** BEGIN Data listing **
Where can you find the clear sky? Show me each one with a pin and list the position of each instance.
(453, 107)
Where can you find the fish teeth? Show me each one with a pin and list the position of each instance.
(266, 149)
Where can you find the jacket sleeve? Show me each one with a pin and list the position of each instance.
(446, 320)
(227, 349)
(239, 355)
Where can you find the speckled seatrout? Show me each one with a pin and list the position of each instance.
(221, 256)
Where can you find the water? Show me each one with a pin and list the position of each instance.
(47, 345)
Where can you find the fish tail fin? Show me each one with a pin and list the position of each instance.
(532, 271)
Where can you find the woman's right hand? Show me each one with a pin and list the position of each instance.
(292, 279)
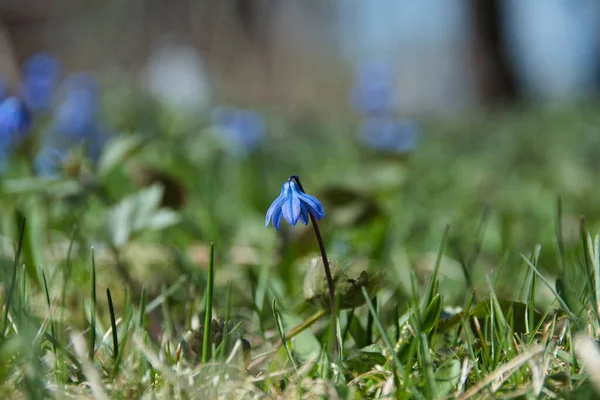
** END Data listing **
The task: Report how many lines of the material above contain the string "fish", with case counting, and give only the number.

Exercise solution: 2